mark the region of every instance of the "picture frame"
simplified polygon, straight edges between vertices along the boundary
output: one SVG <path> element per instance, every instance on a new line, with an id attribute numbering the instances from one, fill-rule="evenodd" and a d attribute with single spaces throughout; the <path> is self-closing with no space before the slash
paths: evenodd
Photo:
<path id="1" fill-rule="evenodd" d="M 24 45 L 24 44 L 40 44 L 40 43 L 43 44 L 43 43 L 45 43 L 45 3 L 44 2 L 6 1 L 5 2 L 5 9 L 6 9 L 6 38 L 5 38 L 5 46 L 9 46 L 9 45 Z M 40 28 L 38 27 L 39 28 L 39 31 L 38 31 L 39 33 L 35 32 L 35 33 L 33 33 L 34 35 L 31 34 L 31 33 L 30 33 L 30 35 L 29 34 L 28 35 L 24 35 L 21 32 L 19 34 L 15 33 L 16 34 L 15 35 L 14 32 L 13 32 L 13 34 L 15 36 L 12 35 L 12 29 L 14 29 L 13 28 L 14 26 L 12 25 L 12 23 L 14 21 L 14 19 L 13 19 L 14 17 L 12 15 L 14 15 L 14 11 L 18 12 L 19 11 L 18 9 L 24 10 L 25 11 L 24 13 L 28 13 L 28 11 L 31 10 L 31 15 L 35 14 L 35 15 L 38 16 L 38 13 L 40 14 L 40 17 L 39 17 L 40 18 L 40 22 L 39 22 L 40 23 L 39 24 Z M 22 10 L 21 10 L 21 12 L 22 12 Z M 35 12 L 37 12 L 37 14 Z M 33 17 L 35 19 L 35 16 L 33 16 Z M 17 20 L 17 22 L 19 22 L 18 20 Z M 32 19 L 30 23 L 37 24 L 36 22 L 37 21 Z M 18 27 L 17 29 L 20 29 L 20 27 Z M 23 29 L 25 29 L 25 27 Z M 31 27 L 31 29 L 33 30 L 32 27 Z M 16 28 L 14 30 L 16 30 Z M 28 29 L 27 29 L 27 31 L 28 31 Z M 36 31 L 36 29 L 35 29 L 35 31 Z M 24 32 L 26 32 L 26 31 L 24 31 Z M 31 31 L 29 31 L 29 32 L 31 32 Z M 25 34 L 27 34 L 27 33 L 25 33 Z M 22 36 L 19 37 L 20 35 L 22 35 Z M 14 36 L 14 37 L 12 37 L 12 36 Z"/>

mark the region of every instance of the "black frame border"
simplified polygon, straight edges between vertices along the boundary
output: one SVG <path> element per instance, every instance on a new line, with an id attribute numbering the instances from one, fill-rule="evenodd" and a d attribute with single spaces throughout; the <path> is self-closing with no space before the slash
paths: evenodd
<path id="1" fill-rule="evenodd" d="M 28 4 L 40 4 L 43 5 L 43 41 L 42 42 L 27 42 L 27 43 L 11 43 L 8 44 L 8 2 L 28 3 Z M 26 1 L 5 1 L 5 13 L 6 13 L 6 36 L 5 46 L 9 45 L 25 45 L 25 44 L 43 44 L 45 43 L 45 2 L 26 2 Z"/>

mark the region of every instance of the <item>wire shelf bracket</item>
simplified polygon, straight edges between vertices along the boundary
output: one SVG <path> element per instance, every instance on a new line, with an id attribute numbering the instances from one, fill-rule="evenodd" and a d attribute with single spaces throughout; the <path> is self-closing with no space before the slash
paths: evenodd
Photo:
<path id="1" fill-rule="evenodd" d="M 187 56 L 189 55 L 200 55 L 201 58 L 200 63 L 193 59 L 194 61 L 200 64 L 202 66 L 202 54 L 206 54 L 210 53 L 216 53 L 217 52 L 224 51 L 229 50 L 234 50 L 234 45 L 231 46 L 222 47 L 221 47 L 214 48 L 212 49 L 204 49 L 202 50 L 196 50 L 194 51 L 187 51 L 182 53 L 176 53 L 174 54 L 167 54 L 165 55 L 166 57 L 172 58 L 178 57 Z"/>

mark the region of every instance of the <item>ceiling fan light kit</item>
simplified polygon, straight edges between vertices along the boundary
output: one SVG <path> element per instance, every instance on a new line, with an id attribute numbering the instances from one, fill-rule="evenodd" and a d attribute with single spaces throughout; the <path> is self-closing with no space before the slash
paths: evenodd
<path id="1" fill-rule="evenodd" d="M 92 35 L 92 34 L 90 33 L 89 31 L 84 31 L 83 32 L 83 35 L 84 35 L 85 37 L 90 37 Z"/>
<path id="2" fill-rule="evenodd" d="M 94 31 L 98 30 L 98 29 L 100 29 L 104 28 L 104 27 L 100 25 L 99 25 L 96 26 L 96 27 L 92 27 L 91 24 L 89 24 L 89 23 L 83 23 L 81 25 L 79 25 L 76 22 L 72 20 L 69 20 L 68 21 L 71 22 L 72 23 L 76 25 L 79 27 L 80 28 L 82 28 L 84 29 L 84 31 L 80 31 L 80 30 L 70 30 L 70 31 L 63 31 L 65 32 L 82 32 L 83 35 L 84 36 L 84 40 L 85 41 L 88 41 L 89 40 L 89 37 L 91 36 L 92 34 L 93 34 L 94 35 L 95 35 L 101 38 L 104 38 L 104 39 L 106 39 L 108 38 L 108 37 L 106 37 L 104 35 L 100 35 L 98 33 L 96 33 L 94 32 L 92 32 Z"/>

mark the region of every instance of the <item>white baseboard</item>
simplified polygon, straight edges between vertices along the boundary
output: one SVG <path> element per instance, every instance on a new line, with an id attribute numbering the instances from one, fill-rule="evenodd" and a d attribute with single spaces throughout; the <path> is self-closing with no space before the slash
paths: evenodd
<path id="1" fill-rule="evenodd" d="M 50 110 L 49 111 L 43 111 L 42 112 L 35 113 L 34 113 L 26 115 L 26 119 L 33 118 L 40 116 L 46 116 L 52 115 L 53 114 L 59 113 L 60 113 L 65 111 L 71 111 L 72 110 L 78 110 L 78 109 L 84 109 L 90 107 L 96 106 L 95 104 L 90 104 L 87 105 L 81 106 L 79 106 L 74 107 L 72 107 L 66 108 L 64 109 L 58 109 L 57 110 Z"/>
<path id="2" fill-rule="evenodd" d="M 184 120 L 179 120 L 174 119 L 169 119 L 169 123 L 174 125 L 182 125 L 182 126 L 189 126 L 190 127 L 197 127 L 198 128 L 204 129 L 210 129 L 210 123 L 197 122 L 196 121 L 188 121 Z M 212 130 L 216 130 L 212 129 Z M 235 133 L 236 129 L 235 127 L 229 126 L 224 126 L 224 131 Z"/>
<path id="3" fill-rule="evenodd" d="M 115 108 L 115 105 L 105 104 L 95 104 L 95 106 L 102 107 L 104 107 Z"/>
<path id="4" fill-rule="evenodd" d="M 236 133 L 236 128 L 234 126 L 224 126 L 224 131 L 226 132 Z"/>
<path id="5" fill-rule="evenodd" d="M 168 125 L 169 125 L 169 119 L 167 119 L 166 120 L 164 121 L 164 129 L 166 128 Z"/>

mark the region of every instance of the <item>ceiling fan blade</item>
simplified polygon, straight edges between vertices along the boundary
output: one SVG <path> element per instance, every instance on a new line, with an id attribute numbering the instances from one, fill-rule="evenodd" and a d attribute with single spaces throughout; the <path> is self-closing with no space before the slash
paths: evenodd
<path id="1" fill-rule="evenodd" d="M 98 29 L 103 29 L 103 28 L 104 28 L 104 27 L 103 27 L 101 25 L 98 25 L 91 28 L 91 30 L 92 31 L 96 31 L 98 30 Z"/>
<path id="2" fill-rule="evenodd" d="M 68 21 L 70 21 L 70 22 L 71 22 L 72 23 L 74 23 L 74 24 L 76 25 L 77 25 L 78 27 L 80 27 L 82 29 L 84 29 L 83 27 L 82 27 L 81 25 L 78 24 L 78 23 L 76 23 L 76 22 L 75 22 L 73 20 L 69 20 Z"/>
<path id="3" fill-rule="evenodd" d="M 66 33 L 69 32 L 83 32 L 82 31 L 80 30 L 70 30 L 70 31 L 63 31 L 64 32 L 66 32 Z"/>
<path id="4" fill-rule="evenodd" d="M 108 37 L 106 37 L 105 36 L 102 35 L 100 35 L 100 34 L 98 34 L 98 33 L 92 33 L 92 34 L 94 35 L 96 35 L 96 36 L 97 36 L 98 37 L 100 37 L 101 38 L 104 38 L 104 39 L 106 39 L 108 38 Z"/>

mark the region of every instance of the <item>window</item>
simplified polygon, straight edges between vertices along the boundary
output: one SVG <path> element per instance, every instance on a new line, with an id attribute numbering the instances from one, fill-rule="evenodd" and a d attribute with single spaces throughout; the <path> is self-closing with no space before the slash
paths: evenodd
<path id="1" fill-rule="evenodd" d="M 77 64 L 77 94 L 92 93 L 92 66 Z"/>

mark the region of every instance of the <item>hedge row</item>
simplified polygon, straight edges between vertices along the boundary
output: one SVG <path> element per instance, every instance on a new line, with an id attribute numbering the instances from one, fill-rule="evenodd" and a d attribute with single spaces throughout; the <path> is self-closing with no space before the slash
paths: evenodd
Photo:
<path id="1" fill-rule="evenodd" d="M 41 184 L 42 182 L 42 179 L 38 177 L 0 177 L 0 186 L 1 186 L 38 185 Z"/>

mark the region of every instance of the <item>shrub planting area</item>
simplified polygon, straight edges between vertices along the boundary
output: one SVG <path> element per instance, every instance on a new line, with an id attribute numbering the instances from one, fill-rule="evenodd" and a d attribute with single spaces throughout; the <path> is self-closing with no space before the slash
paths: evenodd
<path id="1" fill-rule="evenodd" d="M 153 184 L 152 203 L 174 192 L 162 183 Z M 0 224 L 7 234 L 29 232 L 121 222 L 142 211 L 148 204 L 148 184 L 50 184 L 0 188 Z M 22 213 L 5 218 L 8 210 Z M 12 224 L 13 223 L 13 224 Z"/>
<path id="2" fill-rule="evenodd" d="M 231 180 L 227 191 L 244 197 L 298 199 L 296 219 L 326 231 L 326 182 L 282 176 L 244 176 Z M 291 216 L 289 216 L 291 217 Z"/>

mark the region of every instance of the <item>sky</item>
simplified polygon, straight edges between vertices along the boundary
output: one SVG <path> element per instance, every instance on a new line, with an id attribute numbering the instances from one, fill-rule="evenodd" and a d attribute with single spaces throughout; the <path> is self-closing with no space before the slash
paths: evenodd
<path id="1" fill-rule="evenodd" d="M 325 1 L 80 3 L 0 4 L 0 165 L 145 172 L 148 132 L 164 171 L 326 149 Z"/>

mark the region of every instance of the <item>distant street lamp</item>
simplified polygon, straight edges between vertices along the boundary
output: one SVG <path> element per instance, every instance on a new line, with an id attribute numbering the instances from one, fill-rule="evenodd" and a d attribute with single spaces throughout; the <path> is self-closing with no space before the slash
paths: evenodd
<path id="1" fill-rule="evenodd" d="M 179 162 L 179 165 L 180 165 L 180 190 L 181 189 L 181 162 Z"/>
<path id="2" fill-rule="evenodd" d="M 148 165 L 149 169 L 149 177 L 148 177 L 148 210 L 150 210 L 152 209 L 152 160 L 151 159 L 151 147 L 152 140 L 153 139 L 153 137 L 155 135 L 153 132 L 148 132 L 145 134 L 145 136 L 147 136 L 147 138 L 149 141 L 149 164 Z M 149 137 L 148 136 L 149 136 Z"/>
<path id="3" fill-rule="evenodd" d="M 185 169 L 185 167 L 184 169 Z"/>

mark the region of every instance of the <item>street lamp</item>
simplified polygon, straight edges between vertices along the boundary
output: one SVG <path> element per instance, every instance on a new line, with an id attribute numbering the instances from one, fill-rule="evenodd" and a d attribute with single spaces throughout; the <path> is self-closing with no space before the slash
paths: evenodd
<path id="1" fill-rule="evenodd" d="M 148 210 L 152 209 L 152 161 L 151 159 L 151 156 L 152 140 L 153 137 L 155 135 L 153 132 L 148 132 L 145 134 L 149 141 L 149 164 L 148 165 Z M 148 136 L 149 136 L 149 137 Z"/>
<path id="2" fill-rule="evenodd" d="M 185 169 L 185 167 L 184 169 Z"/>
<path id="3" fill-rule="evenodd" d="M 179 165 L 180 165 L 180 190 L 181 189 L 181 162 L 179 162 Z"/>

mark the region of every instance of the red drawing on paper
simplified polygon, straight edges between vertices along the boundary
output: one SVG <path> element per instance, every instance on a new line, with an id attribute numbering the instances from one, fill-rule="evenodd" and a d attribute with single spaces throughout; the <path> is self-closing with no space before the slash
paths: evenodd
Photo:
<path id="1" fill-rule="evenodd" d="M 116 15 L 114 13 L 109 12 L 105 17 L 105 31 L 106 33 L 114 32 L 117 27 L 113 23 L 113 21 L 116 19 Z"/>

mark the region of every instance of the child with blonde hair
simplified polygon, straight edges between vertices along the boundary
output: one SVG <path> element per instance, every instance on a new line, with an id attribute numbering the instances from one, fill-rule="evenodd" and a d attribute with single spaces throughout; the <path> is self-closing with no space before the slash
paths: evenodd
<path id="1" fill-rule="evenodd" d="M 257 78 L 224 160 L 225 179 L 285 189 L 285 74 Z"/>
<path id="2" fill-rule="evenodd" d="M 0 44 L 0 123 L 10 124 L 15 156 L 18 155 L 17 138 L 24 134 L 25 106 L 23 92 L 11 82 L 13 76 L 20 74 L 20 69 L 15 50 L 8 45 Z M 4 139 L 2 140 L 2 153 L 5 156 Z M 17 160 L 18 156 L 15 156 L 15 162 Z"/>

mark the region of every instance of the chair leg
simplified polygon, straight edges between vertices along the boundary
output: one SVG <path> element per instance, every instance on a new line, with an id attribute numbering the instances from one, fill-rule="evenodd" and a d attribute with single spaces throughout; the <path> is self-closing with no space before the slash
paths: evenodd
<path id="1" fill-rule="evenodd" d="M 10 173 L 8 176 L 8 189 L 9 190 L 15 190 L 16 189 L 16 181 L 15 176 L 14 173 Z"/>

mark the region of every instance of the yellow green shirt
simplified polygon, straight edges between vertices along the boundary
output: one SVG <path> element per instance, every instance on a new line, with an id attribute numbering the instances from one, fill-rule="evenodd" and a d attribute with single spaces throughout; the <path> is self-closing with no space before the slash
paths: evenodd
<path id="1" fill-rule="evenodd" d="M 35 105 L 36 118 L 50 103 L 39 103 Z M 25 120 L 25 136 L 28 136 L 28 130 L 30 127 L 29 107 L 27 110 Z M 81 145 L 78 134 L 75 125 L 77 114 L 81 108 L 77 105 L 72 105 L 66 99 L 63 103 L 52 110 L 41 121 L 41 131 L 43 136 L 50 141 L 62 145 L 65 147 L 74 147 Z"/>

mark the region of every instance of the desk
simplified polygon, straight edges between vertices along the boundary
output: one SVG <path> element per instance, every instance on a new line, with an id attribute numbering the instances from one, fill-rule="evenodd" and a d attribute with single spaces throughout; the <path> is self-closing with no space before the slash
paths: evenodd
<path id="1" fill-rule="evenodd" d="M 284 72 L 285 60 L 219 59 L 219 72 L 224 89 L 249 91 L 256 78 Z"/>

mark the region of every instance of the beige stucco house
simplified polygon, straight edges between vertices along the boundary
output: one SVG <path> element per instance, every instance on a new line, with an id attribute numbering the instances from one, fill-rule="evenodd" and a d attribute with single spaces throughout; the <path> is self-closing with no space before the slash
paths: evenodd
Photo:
■ ■ ■
=== Problem description ===
Turn the records, starting with the line that contains "mark the region of every instance of the desk" and going on through the end, into a JSON list of strings with one string per line. Leave out blank lines.

=== Complete response ===
[
  "mark the region of every instance of the desk",
  "simplified polygon, straight edges between vertices along the boundary",
  "output: one SVG <path> element per instance, every instance on a new line, with an id attribute numbering the instances from one, fill-rule=\"evenodd\" and a d attribute with single spaces throughout; the <path> is self-closing with no space before the slash",
  "paths: evenodd",
  "<path id=\"1\" fill-rule=\"evenodd\" d=\"M 284 72 L 285 60 L 219 59 L 219 72 L 224 89 L 249 91 L 256 78 Z\"/>",
  "mark the region of every instance of the beige stucco house",
  "simplified polygon, straight edges between vertices along the boundary",
  "output: one SVG <path> element per instance, every instance on a new line, with an id attribute numbering the instances from one, fill-rule=\"evenodd\" and a d attribute with single spaces throughout; the <path> is self-closing with no space before the slash",
  "paths: evenodd",
  "Photo:"
]